# [EXTRACT]
+++++
Re: Indo-European question
From: | Andreas Johansson <and_yo@...> |
Date: | Monday, June 18, 2001, 18:08 |
Lars Mathiesen wrote:
>
> > Date: Sun, 17 Jun 2001 12:46:54 -0400
> > From: Andreas Johansson <and_yo@...>
> >
> > In most articles etc that I've read on the genesis of human speech th
>author
> > seems to assume that "Proto-World" was isolating, and did at the
>earliest
> > stage lack any means for expressing number, case, tense etc - it'd've
> > consisted only of stems strung together to form rough sentences, along
>the
> > lines of "I hunt fox"="I hunt/hunted/will hunt fox(es)". If this is
>correct,
> > inflection really is something "later that must be explained", but I
>don't
> > know whether this view is commonly accepted among linguists.
>
>Well, if human speech means language spoken by people with the same
>innate skills as we have --- i.e., modern humans --- experience tells
>us that it takes exactly one generation to get to a creole; and those
>are in all respects modern stable languages, with ways of marking
>person, number, tense, aspect, near/far distinction, and so on.
+++++
# [USING THE INFORMATION]
- 1) In the email about the Indo-European question, how long does Lars Mathiesen say it takes to get to a creole?
- 2) Continue the email about the Indo-European question from where it stops.

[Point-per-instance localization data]
+++++
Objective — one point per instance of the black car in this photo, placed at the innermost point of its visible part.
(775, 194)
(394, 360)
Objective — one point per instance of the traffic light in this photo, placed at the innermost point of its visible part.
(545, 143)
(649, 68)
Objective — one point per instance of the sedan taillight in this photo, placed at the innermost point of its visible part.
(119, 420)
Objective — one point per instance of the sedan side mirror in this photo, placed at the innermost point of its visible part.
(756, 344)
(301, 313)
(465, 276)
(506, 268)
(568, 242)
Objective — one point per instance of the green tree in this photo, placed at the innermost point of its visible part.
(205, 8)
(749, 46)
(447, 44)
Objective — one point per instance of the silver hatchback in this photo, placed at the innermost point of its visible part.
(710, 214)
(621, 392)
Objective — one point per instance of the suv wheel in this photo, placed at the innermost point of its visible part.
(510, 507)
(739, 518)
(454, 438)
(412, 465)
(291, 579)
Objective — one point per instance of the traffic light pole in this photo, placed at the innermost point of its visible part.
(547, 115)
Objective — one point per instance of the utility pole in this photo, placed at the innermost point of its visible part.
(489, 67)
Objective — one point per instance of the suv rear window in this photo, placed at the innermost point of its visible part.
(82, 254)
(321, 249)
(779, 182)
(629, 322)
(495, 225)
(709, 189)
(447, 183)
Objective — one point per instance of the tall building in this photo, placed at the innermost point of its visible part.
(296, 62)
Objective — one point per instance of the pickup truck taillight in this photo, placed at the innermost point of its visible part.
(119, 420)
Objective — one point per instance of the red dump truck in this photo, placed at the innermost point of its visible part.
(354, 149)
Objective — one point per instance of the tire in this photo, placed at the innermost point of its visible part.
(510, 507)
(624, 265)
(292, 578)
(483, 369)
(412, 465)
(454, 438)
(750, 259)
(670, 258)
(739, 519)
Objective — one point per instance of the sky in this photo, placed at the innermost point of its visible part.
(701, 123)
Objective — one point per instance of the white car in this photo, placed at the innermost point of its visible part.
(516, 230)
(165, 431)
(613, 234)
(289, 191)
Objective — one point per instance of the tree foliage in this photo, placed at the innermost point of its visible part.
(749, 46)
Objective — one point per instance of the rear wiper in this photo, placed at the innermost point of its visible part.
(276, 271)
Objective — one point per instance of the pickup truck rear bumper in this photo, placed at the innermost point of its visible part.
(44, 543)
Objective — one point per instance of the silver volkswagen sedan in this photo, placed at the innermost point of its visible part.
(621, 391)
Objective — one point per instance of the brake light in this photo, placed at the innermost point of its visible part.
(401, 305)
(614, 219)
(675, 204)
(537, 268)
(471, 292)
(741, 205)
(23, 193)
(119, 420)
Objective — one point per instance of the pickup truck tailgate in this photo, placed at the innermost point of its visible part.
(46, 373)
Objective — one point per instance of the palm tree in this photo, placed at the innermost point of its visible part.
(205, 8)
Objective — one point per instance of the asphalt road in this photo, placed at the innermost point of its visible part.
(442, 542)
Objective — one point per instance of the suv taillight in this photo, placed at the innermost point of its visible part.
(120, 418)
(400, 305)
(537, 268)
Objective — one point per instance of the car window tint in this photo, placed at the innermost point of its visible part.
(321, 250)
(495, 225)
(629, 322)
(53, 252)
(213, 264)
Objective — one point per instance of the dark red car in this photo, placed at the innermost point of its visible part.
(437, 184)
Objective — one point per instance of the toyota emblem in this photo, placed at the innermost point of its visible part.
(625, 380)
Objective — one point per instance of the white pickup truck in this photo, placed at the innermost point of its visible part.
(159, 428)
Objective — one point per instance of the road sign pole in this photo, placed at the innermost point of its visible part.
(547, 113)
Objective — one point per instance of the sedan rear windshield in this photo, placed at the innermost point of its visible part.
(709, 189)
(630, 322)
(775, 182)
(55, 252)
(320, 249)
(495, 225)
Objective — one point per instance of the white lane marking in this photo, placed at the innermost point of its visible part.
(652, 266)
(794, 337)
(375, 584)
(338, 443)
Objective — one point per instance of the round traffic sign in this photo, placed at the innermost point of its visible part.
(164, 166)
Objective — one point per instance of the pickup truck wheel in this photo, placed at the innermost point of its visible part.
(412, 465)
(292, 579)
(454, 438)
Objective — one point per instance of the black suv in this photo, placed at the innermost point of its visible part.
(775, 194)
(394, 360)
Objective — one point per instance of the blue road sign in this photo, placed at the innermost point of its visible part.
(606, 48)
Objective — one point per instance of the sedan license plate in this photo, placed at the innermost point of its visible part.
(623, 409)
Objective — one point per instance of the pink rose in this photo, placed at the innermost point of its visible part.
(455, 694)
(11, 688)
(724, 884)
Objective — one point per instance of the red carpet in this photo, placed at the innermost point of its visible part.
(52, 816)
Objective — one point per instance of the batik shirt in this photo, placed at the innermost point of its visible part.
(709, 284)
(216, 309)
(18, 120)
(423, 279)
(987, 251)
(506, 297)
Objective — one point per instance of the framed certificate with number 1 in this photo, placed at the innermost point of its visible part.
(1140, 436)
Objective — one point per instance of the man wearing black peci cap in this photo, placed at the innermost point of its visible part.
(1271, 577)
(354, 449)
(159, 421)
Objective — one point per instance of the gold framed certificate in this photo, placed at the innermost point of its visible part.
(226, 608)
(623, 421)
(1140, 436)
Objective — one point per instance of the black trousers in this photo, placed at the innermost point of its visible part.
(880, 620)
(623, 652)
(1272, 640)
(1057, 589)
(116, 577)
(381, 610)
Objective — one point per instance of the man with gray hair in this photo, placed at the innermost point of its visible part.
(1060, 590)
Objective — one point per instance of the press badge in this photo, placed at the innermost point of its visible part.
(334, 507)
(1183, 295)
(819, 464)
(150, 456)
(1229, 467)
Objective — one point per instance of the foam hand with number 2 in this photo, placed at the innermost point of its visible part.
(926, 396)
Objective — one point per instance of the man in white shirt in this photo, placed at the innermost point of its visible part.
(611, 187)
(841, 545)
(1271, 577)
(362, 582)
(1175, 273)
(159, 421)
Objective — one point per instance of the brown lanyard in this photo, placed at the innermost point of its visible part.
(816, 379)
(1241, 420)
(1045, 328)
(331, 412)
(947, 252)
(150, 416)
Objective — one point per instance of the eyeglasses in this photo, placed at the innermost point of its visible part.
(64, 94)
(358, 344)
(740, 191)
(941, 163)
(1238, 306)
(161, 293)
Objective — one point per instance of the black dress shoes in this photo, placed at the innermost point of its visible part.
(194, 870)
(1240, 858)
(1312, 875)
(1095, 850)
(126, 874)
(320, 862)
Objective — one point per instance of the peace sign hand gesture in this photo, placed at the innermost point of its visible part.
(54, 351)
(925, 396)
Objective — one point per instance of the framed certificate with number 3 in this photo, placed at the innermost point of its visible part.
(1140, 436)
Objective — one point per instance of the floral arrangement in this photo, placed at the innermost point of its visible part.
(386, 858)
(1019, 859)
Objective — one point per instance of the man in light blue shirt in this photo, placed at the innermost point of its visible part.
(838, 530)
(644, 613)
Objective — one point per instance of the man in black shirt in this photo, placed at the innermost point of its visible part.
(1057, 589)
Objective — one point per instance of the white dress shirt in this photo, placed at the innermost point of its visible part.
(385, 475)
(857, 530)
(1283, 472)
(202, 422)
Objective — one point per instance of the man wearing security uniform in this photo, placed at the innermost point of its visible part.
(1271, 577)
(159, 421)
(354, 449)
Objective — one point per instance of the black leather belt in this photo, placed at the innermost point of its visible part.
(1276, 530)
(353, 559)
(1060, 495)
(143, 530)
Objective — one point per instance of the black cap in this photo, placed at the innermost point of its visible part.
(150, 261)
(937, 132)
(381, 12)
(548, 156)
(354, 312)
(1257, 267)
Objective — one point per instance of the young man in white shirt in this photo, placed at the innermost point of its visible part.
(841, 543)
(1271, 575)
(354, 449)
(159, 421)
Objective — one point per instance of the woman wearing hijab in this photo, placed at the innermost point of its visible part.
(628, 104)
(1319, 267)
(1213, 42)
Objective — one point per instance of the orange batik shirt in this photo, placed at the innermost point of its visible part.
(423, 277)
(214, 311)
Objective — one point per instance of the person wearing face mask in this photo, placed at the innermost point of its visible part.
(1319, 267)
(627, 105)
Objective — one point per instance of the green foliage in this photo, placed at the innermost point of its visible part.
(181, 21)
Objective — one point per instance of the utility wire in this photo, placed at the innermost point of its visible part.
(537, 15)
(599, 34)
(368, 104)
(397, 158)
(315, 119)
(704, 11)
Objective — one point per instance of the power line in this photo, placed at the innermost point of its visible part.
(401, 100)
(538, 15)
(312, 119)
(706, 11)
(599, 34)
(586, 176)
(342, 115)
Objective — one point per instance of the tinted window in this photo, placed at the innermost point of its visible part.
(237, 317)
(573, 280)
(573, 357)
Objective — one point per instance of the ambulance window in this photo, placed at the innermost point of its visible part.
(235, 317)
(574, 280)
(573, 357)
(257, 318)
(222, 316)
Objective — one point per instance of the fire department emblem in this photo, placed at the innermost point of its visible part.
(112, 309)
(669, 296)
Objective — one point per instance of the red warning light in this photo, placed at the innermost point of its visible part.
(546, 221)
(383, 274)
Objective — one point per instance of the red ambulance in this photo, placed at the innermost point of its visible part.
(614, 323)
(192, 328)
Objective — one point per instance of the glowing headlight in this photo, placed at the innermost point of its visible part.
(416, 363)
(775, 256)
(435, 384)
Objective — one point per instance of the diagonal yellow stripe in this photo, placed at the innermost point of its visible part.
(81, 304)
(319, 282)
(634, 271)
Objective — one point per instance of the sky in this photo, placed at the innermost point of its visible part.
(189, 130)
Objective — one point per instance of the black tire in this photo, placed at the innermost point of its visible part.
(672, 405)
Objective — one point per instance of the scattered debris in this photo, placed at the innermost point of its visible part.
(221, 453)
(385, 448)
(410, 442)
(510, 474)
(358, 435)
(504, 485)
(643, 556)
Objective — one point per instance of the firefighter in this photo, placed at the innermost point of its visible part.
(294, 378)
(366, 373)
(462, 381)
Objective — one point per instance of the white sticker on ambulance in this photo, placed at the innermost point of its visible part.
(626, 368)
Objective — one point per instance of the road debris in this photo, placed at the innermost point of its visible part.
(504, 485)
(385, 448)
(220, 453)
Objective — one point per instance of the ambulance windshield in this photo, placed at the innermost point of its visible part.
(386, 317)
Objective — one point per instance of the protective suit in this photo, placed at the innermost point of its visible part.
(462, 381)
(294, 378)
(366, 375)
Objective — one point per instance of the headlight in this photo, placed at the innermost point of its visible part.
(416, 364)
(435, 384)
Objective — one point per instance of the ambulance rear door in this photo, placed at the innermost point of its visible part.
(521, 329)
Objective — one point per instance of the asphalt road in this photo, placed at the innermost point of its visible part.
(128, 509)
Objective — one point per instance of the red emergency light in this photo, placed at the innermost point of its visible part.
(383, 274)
+++++
# [TASK-BY-TASK RESULTS]
- 1) Exactly one generation.

- 2)
>
>Any group of modern human children is perfectly capable of taking any
>lexical material at hand and creating those features, without having
>experience of another language that has them.
>
>If people want to talk about how some earlier homo not-quite-sapiens
>spoke, the field is wide open. To my mind it's utterly uninteresting,
>though. Just define that you're talking about people who were unable
>to use this or that feature, and conclude that they didn't use it.
We-ell, I was refering to the very origin of human speech, presumebly spoken
by some earlier hominid*. The point is, one can make a reasonable guess at
what concepts the first speakers were capable of.
* The term "Hominid" includes pretty much everything from Lucy and forwards.
Since, as you say, modern humans have always had about the same language
skills as we, and it is inconceiveable that something so mind-numbingly
complex as human language evolved overnight, language must (leaving
creationism aside) have arisen among some ancestor species. The strongest
candidate is probably Homo Ergaster (or some similar erectid), but some
researchers believe it occured as late as among the archaic Homo Sapiens.